* _What you are asked to do_
What you return should be the entries, unchanged, without their pictures.

* _Data_
=======

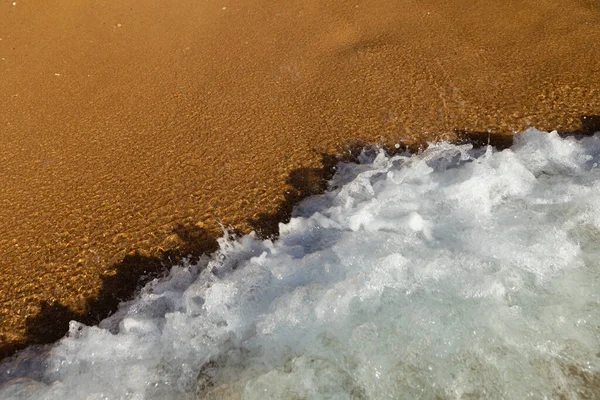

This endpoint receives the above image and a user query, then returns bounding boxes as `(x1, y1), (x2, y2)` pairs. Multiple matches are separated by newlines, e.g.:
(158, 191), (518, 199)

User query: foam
(1, 129), (599, 399)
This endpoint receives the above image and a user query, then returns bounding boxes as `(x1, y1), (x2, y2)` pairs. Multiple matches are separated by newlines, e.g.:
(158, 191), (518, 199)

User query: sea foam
(1, 129), (599, 399)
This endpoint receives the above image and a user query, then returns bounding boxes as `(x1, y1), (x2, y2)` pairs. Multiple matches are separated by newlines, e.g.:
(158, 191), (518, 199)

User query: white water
(1, 129), (599, 399)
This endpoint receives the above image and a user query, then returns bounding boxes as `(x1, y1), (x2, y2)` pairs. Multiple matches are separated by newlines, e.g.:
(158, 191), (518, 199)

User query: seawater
(1, 129), (599, 399)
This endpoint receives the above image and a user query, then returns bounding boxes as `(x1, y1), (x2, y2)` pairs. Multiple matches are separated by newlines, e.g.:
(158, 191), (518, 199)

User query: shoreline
(1, 128), (599, 398)
(1, 0), (600, 359)
(2, 123), (600, 361)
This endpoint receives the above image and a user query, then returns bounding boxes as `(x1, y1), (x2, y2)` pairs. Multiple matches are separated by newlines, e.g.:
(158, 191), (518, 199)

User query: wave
(1, 129), (599, 399)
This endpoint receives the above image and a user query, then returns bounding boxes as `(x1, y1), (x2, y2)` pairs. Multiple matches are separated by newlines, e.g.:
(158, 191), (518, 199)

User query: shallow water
(1, 129), (599, 399)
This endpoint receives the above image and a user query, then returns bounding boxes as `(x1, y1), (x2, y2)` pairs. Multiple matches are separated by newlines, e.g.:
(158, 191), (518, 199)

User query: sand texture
(1, 0), (599, 357)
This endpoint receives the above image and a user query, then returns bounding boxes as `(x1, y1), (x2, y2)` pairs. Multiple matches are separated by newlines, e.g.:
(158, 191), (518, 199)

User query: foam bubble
(1, 129), (599, 399)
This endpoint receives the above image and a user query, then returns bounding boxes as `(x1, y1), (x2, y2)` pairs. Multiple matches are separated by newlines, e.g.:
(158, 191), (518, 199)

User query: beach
(1, 0), (599, 357)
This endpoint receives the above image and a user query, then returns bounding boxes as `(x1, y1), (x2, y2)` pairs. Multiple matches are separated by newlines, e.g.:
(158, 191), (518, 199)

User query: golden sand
(1, 0), (599, 357)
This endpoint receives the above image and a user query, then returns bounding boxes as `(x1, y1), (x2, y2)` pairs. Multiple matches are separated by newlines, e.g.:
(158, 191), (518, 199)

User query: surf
(1, 129), (599, 399)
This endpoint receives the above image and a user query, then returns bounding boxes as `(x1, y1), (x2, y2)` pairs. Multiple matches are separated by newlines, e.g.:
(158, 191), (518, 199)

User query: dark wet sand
(1, 0), (599, 357)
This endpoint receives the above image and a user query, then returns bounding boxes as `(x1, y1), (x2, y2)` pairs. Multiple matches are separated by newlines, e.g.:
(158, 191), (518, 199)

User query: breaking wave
(1, 129), (599, 399)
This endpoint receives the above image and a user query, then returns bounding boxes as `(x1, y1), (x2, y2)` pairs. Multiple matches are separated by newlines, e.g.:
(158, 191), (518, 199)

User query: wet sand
(1, 0), (599, 357)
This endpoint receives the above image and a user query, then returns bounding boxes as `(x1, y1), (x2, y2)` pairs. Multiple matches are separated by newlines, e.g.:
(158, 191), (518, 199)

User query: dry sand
(1, 0), (599, 357)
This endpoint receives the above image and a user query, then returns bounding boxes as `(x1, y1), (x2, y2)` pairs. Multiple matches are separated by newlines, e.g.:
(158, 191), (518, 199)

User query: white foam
(1, 129), (599, 399)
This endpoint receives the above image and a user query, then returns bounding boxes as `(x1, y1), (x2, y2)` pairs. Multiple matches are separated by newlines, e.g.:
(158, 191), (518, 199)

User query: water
(1, 129), (599, 399)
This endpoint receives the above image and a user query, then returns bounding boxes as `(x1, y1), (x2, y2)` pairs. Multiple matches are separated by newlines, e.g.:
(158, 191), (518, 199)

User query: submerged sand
(1, 0), (599, 356)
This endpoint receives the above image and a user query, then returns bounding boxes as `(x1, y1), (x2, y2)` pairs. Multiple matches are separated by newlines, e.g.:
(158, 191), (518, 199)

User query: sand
(1, 0), (599, 358)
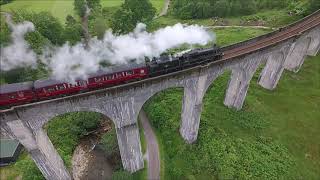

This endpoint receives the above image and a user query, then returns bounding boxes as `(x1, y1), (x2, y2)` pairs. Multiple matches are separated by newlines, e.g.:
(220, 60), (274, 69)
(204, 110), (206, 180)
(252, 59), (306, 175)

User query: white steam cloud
(0, 20), (37, 71)
(1, 20), (215, 82)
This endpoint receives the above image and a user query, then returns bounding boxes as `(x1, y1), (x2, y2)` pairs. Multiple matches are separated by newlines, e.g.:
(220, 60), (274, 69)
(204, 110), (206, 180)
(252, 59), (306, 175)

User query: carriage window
(57, 85), (66, 90)
(95, 77), (103, 82)
(126, 71), (133, 75)
(9, 94), (16, 99)
(17, 92), (24, 97)
(122, 72), (126, 76)
(68, 84), (74, 88)
(47, 87), (55, 92)
(78, 81), (87, 86)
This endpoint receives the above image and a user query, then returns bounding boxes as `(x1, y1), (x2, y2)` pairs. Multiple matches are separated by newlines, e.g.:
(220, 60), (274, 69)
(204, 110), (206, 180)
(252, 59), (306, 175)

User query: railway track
(0, 11), (319, 111)
(222, 12), (320, 60)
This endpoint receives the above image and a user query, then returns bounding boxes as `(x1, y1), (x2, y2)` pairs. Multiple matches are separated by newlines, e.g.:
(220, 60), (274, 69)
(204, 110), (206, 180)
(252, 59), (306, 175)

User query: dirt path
(72, 136), (113, 180)
(158, 0), (170, 17)
(206, 25), (277, 30)
(139, 110), (160, 180)
(72, 120), (115, 180)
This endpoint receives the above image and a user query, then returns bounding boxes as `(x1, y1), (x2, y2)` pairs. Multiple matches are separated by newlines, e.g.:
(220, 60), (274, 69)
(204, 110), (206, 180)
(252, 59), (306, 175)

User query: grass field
(151, 9), (303, 30)
(144, 55), (320, 179)
(0, 0), (165, 22)
(214, 28), (272, 46)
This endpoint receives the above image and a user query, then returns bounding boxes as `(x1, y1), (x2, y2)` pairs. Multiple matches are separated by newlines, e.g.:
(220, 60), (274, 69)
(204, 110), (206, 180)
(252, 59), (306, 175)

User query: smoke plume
(0, 14), (37, 71)
(1, 21), (215, 82)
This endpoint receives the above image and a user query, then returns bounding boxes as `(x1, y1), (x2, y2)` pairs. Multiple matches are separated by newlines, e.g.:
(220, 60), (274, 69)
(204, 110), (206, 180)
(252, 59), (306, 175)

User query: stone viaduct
(1, 10), (319, 180)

=======

* _Solution for this exercise_
This endpoint receives the above image and a user query, then returns bounding boxes as `(x1, y1), (x2, y2)` pairs. Multiple matches are separated by newlines, e.g.:
(158, 191), (518, 199)

User query: foam
(1, 129), (599, 399)
This endpoint receives the above image and a user query, then returns bounding boxes as `(x1, y1), (x2, y2)` pairs. Multiple matches are separated by newlines, e.g.:
(158, 191), (518, 199)

User query: sea foam
(1, 129), (599, 399)
This endpoint receives the above image and a user query, then returns bounding boxes as `(x1, y1), (x2, y2)` pairs. Multiple matches are separated by newlines, e.g.:
(158, 191), (518, 199)

User query: white water
(1, 129), (599, 399)
This endpoint receives the above image and a user query, then returns bounding boxes as `(x1, y1), (x2, y2)` pairs. Multiple matches are separated by newlines, e.g.:
(158, 191), (518, 199)

User query: seawater
(1, 129), (599, 399)
This endpoint receives the above image and a user query, then returns bounding boxes as `(x1, y1), (x2, y2)` pairs. Multiple matches are separated by newlines, e.g.:
(158, 191), (518, 199)

User query: shoreline
(1, 128), (599, 398)
(1, 0), (600, 359)
(2, 123), (600, 361)
This endpoint receives the above image and a user query, then returns bounding boxes as `(x1, y1), (x2, y2)` pairs. Multiple matches are separated by newlines, e.g.:
(158, 191), (518, 199)

User query: wave
(1, 129), (599, 399)
This endpoint receives the above image and a user query, then returns bounding boxes as `(x1, y1), (x2, y2)` pairs. Multiple matches are separated by newlines, e.g.:
(158, 191), (518, 199)

User query: shallow water
(1, 129), (599, 399)
This endpoint receives the above image and a user query, then returns bounding boxes as `(x1, y1), (x2, y2)` pairs. Multiple matches are separated by newlines, e.g.:
(158, 191), (518, 199)

User query: sand texture
(1, 0), (599, 357)
This endpoint receives the above image and a user query, then returns bounding boxes as `(x1, y1), (x2, y2)` pairs. Multiple matches are separated by newlines, e.g.:
(158, 191), (518, 199)

User query: foam bubble
(1, 129), (599, 399)
This endpoint receives the above image and a user query, then returns bounding boxes as `(x1, y1), (x2, y2)` pairs. Multiple matches are separated by newlines, e.g.:
(158, 191), (518, 199)

User query: beach
(1, 0), (599, 357)
This endpoint receives the above image and a user query, then returns bounding boxes as `(x1, y1), (x2, y2)` pairs. Multiple matches are separated by newlines, e.g.:
(158, 191), (518, 199)

User query: golden sand
(1, 0), (599, 357)
This endpoint receives the above image and a user query, then returns bounding boxes as `(x1, y1), (x2, y2)` pairs. Multiple matches are separated by newlines, e.g.:
(158, 191), (518, 199)

User query: surf
(1, 129), (599, 399)
This endpoint receives the above image and a user query, then returns bounding boxes as `(x1, y1), (x2, y2)` pairs. Multiple matches are separated by newlines, e.g.:
(158, 191), (518, 199)

User query: dark wet sand
(1, 0), (599, 357)
This endpoint receives the above image and a user query, then returns bounding boxes as `(x1, y1), (x2, y2)` pairs. Multiple matches are separated by newlines, e.g.:
(158, 191), (518, 199)

User query: breaking wave
(1, 129), (599, 399)
This endpoint receives the above image and a user query, then returns bounding boxes as `(x1, y1), (x2, y2)` pairs. Multiple matches are separated by newlines, e.g.:
(158, 191), (518, 199)

User query: wet sand
(1, 0), (599, 357)
This endpoint receives the above image and a user query, then returns bounding boxes as `(x1, y1), (x2, y2)` pairs. Multiple matches are separated by newlines, e.g.:
(158, 191), (518, 199)

User query: dry sand
(1, 0), (599, 357)
This endpoint receives the above image and a user query, then returns bounding boxes as `(x1, y1), (x2, y2)` pairs. Multiple matches are separated by newlines, e.g.:
(158, 191), (518, 199)

User query: white foam
(1, 129), (599, 399)
This endpoint receives the above image and a user query, then returns bounding boxes as `(x1, y1), (x2, y2)` pairs. Multiple matches are separated by newlines, e.g.:
(158, 191), (518, 199)

User query: water
(1, 129), (599, 399)
This endpoint receives the above image and a user query, then returns bounding boxes as `(x1, y1), (x2, y2)` pairs. Multiple matches are separated by newlines, e.g.:
(158, 191), (518, 199)

User query: submerged sand
(1, 0), (599, 356)
This endpoint receives the above image and a user query, then returns bounding boxes as `(x1, y1), (x2, y2)` pairs. Multiple matches are separated by newlines, e.g.:
(158, 191), (518, 199)

User query: sand
(1, 0), (599, 358)

This endpoint receives the above image and a user query, then returns bounding boxes as `(x1, y1), (x2, y2)` pairs. Multiple matches are separated by newlines, e.g.:
(220, 60), (274, 69)
(204, 110), (206, 180)
(252, 59), (306, 175)

User query: white steam cloud
(0, 20), (37, 71)
(1, 20), (215, 82)
This endpoint receives the above image and a user query, then returns bounding boxes as `(x1, y1), (x2, y2)` pairs. Multiple matches are separated by newlines, e.g.:
(220, 60), (274, 69)
(204, 110), (206, 180)
(252, 59), (306, 175)

User query: carriage window
(57, 85), (66, 90)
(95, 77), (103, 82)
(126, 71), (133, 75)
(9, 94), (16, 99)
(17, 92), (24, 97)
(122, 72), (126, 76)
(68, 84), (74, 88)
(47, 87), (55, 92)
(78, 81), (87, 86)
This endpoint receives the above image and a user query, then returns bounding boxes as `(x1, y1), (x2, y2)` pairs. Multiple matches are separated by newlines, e.g.:
(220, 60), (274, 69)
(204, 110), (206, 180)
(252, 59), (306, 175)

User query: railway track
(0, 11), (319, 111)
(222, 12), (320, 60)
This endpoint receives the above image and a user query, then returns bounding boxes as `(x1, y1), (x2, y2)` pairs. Multiple matches are separated by newlines, e.g.:
(220, 60), (274, 69)
(204, 110), (206, 180)
(252, 59), (306, 175)

User query: dirt path
(72, 136), (113, 180)
(158, 0), (170, 17)
(206, 25), (277, 30)
(139, 110), (160, 180)
(72, 120), (115, 180)
This endpoint receives the above image and a user query, then returns bounding boxes as `(x1, y1), (x2, y2)` pairs. Multiple matches are separated by newlines, e.g.:
(220, 60), (274, 69)
(204, 110), (206, 180)
(252, 59), (306, 175)

User query: grass field
(151, 9), (303, 30)
(144, 55), (320, 179)
(0, 0), (165, 22)
(214, 28), (272, 46)
This endpoint receives the above image and a user query, then returns bounding boxes as `(x1, y1), (x2, y2)` pairs. Multiple matches are separated by newlines, e.g.:
(220, 60), (274, 69)
(204, 110), (206, 180)
(252, 59), (306, 175)

User query: smoke plume
(0, 14), (37, 71)
(1, 21), (215, 82)
This endpoint receives the above image and a user query, then returns bounding boxes as `(x1, y1), (x2, y2)` pairs. Multiple matches are separated by newlines, e.g.:
(220, 60), (274, 69)
(204, 110), (206, 180)
(252, 59), (306, 175)

User query: stone viaduct
(1, 10), (319, 180)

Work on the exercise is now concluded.